**Work to complete**
1. List every sum of money in pounds that appears in the ferry offers thread.
2. In the ferry offers thread, write out everything from "All the special" down to "(Sep 5, 2009)", swapping "special offers" for "cheap deals".
3. Add the next part of the forum thread about ferry offers, picking up where it stops.

**Text passage**
# Ferry offers



## MEES (Apr 20, 2006)

Any advice on ferry offers/prices for end Aug/ beginning of Sept.

Interested in say Caen to save time/fuel.

23' m/home 3 mtrs tall +dog.

Thanks for any suggestions

Margaret


----------



## raynipper (Aug 4, 2008)

Sorry Margaret.
All the special offers had to be booked by end of May. But you can still use our friends discount code on BF. F8G493


Ray.


----------



## spannerhead (Sep 5, 2009)

Just booked Dover Calais for the end of September for £93 return which I thought was a bargain.....


----------



## MEES (Apr 20, 2006)

Thanks Ray how does this work?


----------



## Mrplodd (Mar 4, 2008)

I would suggest you look carefully at the Ferries website and get an idea of the cost as you may well wish to ammend your plans and do the Dover -Calais crossing !! 

Dont forget that you will need to factor in the cost of a cabin at least one way on any of the Western approaches crossings (+ about £90  ) The website enables you to look at all the options before clicking the "pay now" button. 

I live in Weymouth (ferry port) and its economical for me to still use the Dover - Calais crossing even after factoring in the extra fuel costs both sides of the channel Last time I checked it was close on £500 for me (7.5m x 3m MH with two occupants) 

£400 (the cost differential) buys a LOT of diesel and campsite nights !!!


----------



## Stanner (Aug 17, 2006)

**Data provided**

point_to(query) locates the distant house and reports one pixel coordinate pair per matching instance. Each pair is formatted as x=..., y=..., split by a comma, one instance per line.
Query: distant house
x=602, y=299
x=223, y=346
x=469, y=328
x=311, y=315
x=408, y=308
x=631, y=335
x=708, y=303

**Outputs for the tasks**
1. £93, £90, £500, £400

2.
All the cheap deals had to be booked by end of May. But you can still use our friends discount code on BF. F8G493


Ray.


----------



## spannerhead (Sep 5, 2009)

3.
MEES said:


> Any advice on ferry offers/prices for end Aug/ beginning of Sept.
> 
> Interested in say Caen to save time/fuel.
> 
> ...


If either of you (or the dog) is over 60* DFDS can do Newhaven - Dieppe for under £200 return and no need for a cabin on the route - only 4 hours.

http://book.ldlines.fr/sales/results.aspx

*20% discount for over 60's if you book by phone NOT online.


----------



## caulkhead (Jul 25, 2007)

This is one of the perennial topics on MHF. If you live nearer to Dover/Folkestone than say Portsmouth, Poole or Plymouth (Brittany Ferries terminals) then its a no brainer. Even if, like me on the Isle of Wight, you live very close to a B/F terminal, in my case Portsmouth, and you intend visiting, say, south-west France, its almost certainly still cheaper to go Dover or Folkestone/Calais which in my case involves a round trip of 240 miles on this side of the Channel and at least the same on the French side in order to arrive at a point equal to using B/Ferries Portsmouth to Caen route. However, for me its no longer solely about the money. Its just so much more relaxing to use B/Ferries which as I say is on my doorstep. An early morning cruise to Caen gets us to France early afternoon and we can pootle about for a few hours before stopping for the night. 

Its all a matter of opinion of course :? 

Caullkhead


----------



## alfredthegreat (Dec 12, 2005)

Why not try My Ferries, Three return crossings within one year costs Two Hundred and thirty odd quid. You can make any changes
to the booking for free and even turn up at the port and get the next available crossing.


----------



## raynipper (Aug 4, 2008)

MEES said:


> Thanks Ray how does this work?


When you go through the BF booking process, it asks are you a member of the BF club.
Click yes and then Guest of the Member and put the code in.
The final price will show the 10% discount and how much you saved.

Ray.


----------



## piinch (May 17, 2009)

I am traveling tomorrow dover- calais with dfds, returning a week later dunkirk-dover, motorhome 2 adults 135. i have found travelling dfds overnight the cheapest way to travel across the channel


----------



## rugbyken (Jan 16, 2006)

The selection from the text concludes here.